## EXERCISE:
Retype the passage below about a mother's tongue cancer, starting at "Not long after" and ending at "never hear again.".

[TEXT SHOWN]

Not long after journalist Minelle Mahtani began hosting her own radio show in Canada, her mother was diagnosed with tongue cancer. In a poignant essay for The Walrus, Mahtani explains how she was suddenly confronted with the painful reality that, just as she was finding her voice, her mother was losing hers:

I remembered the words of poet Rita Wong. “Habitual placement of the tongue changes the mouth. When the tongue is still, are you quiet enough to hear the dead? Quiet enough to hear the land stifled beneath massive concrete? Quiet enough to hear the beautiful, poisoned ancestors surfacing from your diaphragm?” All the stories of my ancestors, buried in my mother’s mouth, stories I would never hear again.

For years, I saw my mixed-race self as solid proof of the promise of mending. Now, my body felt torn apart: voice, sound, soul gone fugitive. My mother was a poised, sophisticated Iranian woman. Her skin was light and she was Muslim. My South Asian father was dark skinned and Hindu. These descriptions do nothing to fully capture their characters, of course. But this is what people wanted to know, always want to know. People knew I was something different, exotic—that awful word—they just weren’t sure what. My mother’s presence had always steadied me, provided me with the faith and sanctity to honour my family’s complex and colonial histories. What would I do without her voice?

[/TEXT SHOWN]
[STORED DATA]

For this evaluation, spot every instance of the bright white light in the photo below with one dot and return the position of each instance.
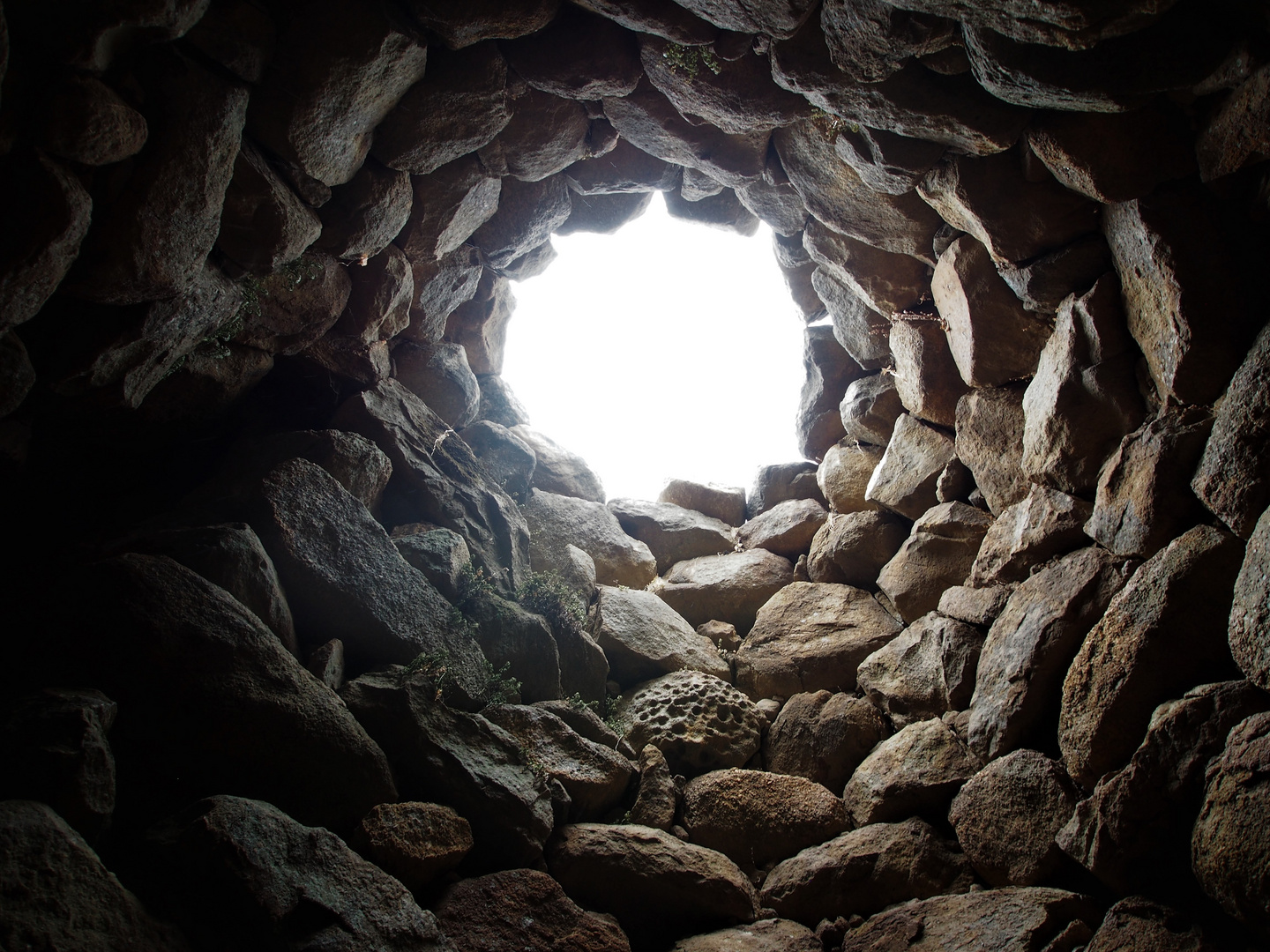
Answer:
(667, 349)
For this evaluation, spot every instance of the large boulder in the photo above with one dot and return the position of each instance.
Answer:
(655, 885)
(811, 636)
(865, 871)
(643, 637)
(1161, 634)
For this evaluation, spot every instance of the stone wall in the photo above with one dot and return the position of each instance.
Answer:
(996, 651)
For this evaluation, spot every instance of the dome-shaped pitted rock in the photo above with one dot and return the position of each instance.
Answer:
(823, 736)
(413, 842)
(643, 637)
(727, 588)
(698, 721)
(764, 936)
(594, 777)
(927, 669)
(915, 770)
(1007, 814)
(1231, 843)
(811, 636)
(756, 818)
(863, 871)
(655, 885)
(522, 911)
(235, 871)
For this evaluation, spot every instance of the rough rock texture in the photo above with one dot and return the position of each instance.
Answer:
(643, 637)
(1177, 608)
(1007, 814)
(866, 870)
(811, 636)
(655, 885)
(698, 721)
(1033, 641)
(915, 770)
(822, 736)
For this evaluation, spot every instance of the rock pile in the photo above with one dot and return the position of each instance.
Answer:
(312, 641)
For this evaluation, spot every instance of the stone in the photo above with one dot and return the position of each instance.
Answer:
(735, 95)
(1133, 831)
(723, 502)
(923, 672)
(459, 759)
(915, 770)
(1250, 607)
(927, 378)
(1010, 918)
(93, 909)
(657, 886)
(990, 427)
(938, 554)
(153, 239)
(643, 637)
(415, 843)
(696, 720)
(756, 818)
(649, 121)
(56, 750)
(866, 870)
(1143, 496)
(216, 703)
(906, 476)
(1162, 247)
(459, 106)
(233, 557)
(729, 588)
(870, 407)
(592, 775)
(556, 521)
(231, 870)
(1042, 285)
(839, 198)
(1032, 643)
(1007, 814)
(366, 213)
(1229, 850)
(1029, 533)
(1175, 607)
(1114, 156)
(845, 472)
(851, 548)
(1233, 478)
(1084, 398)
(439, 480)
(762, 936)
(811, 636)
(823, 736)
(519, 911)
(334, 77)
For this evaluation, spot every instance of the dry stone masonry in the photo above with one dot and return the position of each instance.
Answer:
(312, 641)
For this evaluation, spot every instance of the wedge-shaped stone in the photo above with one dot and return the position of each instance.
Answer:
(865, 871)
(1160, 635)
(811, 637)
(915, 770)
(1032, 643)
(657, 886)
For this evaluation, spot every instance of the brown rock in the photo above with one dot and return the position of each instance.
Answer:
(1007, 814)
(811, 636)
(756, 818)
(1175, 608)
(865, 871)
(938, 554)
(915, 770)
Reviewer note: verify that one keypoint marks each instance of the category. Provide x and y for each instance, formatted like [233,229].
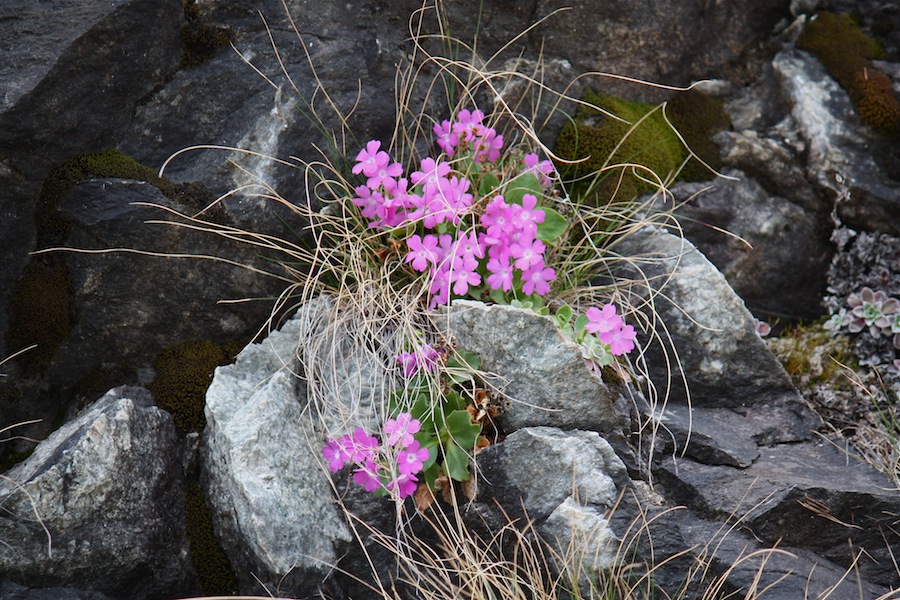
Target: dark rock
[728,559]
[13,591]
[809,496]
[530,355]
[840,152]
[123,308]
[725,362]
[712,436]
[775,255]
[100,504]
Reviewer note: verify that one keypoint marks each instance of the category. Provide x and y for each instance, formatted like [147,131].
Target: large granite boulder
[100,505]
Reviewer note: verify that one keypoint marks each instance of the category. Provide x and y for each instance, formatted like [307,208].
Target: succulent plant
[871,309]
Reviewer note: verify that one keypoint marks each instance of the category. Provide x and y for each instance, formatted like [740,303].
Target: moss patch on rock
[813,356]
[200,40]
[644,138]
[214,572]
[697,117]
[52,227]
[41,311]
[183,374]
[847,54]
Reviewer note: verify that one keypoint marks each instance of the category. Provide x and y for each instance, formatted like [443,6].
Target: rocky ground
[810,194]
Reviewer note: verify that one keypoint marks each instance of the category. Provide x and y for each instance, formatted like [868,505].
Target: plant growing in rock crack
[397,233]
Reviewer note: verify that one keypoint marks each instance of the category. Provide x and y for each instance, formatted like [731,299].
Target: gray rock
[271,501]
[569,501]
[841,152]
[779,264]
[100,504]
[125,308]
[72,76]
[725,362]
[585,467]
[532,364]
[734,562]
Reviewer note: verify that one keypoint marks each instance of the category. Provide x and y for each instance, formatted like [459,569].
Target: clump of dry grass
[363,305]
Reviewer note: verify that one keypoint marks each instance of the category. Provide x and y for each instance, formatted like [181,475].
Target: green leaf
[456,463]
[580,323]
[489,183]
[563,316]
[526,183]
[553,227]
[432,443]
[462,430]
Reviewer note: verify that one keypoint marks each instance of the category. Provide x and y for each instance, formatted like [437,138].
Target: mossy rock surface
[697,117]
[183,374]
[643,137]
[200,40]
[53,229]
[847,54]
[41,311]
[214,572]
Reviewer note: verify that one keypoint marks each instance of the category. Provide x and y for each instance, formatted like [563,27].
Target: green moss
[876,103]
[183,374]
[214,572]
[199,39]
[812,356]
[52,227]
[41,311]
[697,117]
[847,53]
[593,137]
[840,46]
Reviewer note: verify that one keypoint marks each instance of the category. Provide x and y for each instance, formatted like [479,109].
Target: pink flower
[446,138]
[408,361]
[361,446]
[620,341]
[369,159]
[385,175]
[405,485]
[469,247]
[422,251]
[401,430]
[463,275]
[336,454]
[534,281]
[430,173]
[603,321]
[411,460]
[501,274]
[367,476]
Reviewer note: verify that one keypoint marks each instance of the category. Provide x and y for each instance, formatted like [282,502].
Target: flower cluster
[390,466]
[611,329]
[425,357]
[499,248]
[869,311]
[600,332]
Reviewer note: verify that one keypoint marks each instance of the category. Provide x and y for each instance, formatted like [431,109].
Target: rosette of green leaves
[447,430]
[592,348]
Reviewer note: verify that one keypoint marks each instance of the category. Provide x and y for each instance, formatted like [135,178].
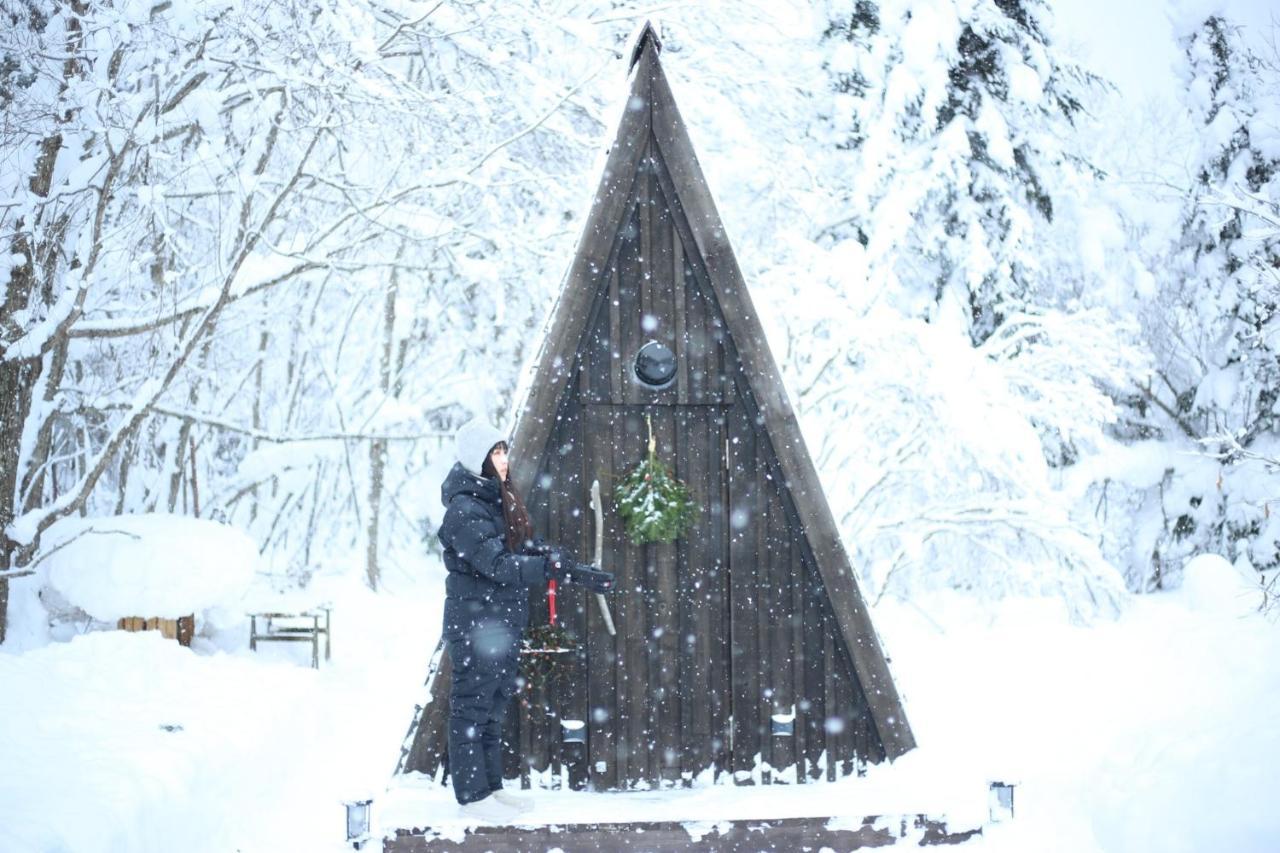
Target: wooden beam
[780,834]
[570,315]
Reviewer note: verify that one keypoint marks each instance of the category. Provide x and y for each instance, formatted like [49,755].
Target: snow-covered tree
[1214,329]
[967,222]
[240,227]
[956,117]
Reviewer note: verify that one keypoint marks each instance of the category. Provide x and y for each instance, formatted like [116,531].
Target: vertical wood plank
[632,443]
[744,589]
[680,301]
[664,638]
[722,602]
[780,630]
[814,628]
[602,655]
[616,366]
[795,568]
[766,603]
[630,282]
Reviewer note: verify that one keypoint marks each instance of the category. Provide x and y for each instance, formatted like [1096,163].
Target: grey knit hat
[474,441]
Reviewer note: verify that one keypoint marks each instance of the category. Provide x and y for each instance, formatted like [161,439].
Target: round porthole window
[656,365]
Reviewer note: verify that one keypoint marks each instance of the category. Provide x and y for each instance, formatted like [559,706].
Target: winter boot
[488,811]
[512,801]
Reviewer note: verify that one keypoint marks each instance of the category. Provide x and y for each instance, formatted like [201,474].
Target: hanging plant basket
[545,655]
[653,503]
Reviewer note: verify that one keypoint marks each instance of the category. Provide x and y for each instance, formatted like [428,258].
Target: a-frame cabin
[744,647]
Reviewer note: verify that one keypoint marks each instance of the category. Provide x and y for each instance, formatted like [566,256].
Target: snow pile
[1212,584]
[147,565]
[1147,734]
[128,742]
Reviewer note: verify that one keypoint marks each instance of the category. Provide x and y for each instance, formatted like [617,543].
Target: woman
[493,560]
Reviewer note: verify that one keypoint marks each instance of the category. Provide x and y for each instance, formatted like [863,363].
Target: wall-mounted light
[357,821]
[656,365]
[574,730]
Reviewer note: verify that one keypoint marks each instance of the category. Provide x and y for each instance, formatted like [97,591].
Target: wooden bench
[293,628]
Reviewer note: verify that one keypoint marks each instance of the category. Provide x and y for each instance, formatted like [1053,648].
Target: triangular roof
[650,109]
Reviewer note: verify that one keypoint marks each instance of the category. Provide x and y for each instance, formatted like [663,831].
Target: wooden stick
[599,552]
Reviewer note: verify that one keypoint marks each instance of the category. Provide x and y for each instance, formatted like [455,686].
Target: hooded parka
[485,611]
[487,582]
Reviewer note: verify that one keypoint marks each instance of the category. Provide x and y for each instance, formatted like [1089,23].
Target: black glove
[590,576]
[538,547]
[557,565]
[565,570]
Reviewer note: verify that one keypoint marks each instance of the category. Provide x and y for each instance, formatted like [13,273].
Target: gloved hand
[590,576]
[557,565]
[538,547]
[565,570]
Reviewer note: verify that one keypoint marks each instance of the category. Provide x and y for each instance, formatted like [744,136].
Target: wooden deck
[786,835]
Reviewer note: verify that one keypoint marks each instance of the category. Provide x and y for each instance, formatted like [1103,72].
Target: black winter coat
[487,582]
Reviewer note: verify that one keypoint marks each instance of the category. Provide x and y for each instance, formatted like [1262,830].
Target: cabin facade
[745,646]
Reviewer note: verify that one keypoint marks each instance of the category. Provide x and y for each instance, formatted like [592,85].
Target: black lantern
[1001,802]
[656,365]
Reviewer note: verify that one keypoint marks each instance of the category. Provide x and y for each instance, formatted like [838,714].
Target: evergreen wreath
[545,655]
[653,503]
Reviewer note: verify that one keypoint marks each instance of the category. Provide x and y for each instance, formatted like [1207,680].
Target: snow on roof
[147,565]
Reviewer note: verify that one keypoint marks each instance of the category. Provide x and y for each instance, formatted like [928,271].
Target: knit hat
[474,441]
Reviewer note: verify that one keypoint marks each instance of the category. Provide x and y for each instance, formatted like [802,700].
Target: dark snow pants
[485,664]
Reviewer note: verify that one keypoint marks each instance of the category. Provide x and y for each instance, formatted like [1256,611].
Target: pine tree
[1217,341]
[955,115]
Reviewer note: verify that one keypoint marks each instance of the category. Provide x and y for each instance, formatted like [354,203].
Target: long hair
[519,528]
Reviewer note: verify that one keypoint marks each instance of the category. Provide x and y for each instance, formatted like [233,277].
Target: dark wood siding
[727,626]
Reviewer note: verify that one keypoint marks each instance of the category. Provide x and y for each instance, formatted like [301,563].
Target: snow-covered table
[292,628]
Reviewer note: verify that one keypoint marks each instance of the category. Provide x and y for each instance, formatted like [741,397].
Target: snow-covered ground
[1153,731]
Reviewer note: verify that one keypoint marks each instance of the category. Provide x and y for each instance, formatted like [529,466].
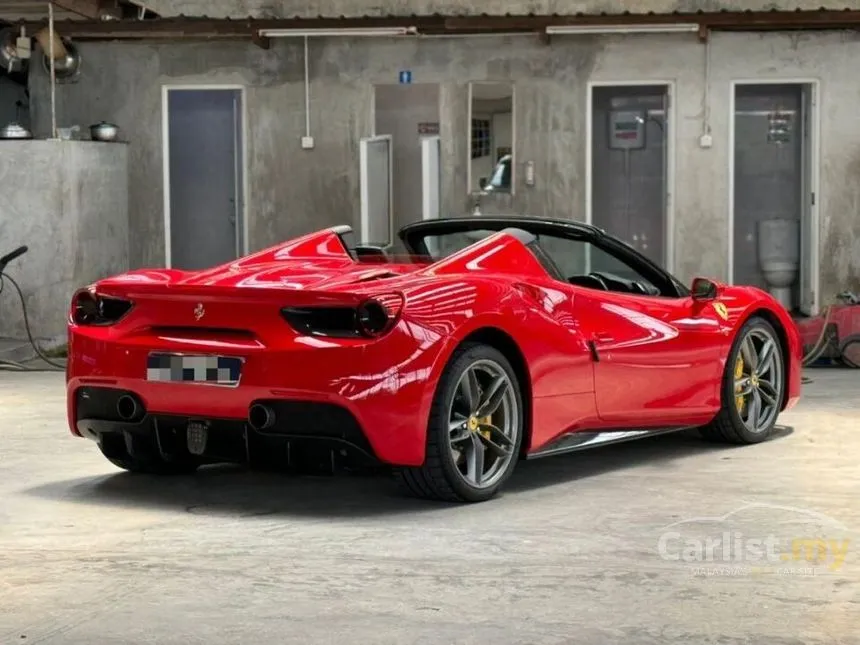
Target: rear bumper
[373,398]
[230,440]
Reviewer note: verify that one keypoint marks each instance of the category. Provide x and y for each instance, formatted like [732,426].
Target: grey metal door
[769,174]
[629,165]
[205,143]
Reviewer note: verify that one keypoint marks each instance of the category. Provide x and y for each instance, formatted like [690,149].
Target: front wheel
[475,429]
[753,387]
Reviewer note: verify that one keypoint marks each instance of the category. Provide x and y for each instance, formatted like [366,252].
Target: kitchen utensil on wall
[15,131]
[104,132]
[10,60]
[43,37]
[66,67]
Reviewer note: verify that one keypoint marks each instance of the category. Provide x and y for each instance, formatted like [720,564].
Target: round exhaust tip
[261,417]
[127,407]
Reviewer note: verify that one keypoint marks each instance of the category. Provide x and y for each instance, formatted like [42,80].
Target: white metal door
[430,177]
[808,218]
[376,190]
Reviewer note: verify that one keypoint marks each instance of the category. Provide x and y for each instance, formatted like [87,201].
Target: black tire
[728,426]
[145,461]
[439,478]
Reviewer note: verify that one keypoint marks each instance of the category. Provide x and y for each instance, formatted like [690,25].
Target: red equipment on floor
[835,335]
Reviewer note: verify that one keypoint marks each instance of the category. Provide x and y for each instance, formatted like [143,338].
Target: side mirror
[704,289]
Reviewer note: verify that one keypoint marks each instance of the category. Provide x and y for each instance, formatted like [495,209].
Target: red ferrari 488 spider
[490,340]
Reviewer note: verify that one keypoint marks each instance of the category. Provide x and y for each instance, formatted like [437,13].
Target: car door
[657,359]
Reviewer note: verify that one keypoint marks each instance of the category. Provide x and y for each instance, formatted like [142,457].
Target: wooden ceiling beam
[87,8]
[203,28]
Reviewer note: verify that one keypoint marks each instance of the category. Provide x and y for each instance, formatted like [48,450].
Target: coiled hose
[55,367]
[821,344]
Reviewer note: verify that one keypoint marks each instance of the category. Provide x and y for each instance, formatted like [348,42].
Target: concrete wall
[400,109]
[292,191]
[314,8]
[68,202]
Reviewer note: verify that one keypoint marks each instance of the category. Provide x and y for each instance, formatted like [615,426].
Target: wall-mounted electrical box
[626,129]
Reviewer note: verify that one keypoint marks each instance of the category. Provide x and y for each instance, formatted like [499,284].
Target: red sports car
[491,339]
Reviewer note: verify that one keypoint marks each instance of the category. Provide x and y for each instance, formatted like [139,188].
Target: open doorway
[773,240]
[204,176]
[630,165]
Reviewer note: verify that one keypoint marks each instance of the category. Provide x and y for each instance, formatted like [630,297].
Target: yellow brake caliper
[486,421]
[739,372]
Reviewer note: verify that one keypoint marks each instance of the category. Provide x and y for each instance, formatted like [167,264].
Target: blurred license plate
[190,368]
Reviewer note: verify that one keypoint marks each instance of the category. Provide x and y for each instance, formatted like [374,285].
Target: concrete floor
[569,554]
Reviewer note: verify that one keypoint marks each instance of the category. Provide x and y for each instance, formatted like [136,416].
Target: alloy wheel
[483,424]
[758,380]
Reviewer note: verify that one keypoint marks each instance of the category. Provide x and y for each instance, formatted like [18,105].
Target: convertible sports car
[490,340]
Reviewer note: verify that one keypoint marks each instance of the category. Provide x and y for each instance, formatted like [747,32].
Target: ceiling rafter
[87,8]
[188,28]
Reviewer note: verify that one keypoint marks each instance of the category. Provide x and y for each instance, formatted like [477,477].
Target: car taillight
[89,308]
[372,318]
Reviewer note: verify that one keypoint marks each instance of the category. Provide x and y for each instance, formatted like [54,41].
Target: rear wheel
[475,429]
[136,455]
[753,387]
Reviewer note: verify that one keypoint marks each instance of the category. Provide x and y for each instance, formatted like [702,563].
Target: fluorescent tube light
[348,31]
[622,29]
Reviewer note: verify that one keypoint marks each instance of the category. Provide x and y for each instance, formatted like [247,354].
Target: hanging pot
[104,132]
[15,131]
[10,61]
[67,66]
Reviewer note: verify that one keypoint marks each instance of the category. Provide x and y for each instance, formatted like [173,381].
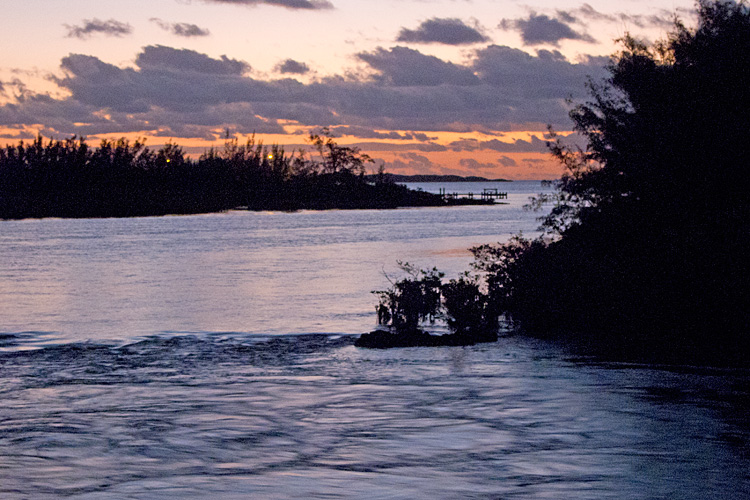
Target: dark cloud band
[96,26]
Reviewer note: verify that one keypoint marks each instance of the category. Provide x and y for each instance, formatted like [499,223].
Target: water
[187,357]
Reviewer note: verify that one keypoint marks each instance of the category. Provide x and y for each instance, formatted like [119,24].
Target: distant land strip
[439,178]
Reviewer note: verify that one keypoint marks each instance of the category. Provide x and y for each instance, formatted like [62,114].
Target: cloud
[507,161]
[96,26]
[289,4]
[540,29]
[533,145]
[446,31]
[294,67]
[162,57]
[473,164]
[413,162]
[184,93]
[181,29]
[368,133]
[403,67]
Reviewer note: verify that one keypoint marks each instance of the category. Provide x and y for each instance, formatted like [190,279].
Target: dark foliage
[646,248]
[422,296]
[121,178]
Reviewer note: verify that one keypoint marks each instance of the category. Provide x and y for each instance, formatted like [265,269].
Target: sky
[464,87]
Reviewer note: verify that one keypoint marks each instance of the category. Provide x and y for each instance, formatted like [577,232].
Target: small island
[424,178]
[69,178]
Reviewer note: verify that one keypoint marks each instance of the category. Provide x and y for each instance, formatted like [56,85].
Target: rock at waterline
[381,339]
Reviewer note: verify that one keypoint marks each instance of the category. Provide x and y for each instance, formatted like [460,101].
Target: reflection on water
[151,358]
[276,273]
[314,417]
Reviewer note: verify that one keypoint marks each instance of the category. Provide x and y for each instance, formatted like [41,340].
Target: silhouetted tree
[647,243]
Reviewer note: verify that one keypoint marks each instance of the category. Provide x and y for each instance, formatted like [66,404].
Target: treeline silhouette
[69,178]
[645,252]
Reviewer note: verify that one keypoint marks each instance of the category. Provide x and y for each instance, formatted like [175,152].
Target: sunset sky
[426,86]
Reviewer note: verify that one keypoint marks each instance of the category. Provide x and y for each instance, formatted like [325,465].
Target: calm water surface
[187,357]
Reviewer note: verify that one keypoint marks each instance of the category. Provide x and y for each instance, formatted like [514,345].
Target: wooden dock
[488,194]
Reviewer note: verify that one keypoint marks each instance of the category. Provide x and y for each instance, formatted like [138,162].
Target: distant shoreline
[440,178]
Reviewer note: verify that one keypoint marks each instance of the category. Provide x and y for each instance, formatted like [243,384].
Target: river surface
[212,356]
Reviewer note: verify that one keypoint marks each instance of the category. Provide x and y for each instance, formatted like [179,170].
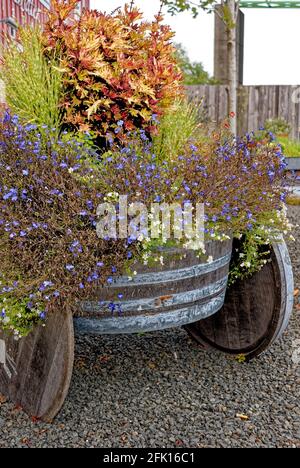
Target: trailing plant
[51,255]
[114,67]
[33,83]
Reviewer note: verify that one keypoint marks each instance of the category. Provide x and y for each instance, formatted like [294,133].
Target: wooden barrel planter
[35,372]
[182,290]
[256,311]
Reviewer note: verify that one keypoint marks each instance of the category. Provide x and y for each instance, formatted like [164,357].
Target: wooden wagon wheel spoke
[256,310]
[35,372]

[/STORED DATA]

## EXPECTED ANSWER:
Not long after journalist Minelle Mahtani began hosting her own radio show in Canada, her mother was diagnosed with tongue cancer. In a poignant essay for The Walrus, Mahtani explains how she was suddenly confronted with the painful reality that, just as she was finding her voice, her mother was losing hers:

I remembered the words of poet Rita Wong. “Habitual placement of the tongue changes the mouth. When the tongue is still, are you quiet enough to hear the dead? Quiet enough to hear the land stifled beneath massive concrete? Quiet enough to hear the beautiful, poisoned ancestors surfacing from your diaphragm?” All the stories of my ancestors, buried in my mother’s mouth, stories I would never hear again.